■ 依頼 1
奴隷労働についてのページで「何者かの所有物として」から始まる段落を、主な事実を残して短く書き直すこと。

■ ページ
メモ

現代にも残る奴隷労働の実態をまとめた「Global Slavery Index 2014」


何者かの所有物として支配され、人間としての権利や自主性を認められずに搾取される奴隷は決して歴史上の用語ではなく、現代にも存在している社会問題と言えます。こうした状況を改善して非人道的な奴隷労働を解消することを目的とする「ウォーク・フリー・ファウンデーション(Walk Free Foundation:WFF)」が発表した「グローバル・スレイバリー・インデックス2014(Global Slavery Index 2014:GSI)」では、現在も全世界で約3580万人が奴隷的な労働を強要され、特にインドで最も多くの人々が強要を受けていることが明らかにされました。

■ データセットのレコード
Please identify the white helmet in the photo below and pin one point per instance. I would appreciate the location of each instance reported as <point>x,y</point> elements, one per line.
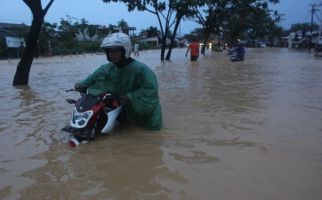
<point>118,40</point>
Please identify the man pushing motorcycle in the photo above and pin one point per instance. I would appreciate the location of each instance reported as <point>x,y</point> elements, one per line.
<point>129,78</point>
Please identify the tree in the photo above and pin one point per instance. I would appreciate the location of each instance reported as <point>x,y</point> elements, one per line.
<point>150,32</point>
<point>210,14</point>
<point>23,69</point>
<point>165,11</point>
<point>183,8</point>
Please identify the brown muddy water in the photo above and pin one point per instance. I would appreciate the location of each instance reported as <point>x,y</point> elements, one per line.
<point>232,131</point>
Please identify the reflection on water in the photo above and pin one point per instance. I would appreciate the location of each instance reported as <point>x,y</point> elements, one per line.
<point>244,130</point>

■ 依頼 2
レコードのうち「Please identify the brown」を含む行から最後の行までを、「番号」と「内容」の2列を持つMarkdownの表に変換すること。空行は除く。

■ 実行結果 1
奴隷は歴史上の用語ではなく、現代にも存在する社会問題である。非人道的な奴隷労働の解消を目指すウォーク・フリー・ファウンデーション(WFF)が発表した「グローバル・スレイバリー・インデックス2014(GSI)」によると、現在も全世界で約3580万人が奴隷的な労働を強要されており、その数はインドが最も多い。

■ 実行結果 2
| 番号 | 内容 |
|---|---|
| 1 | Please identify the brown muddy water in the photo above and pin one point per instance. I would appreciate the location of each instance reported as <point>x,y</point> elements, one per line. |
| 2 | <point>232,131</point> |
| 3 | Please identify the reflection on water in the photo above and pin one point per instance. I would appreciate the location of each instance reported as <point>x,y</point> elements, one per line. |
| 4 | <point>244,130</point> |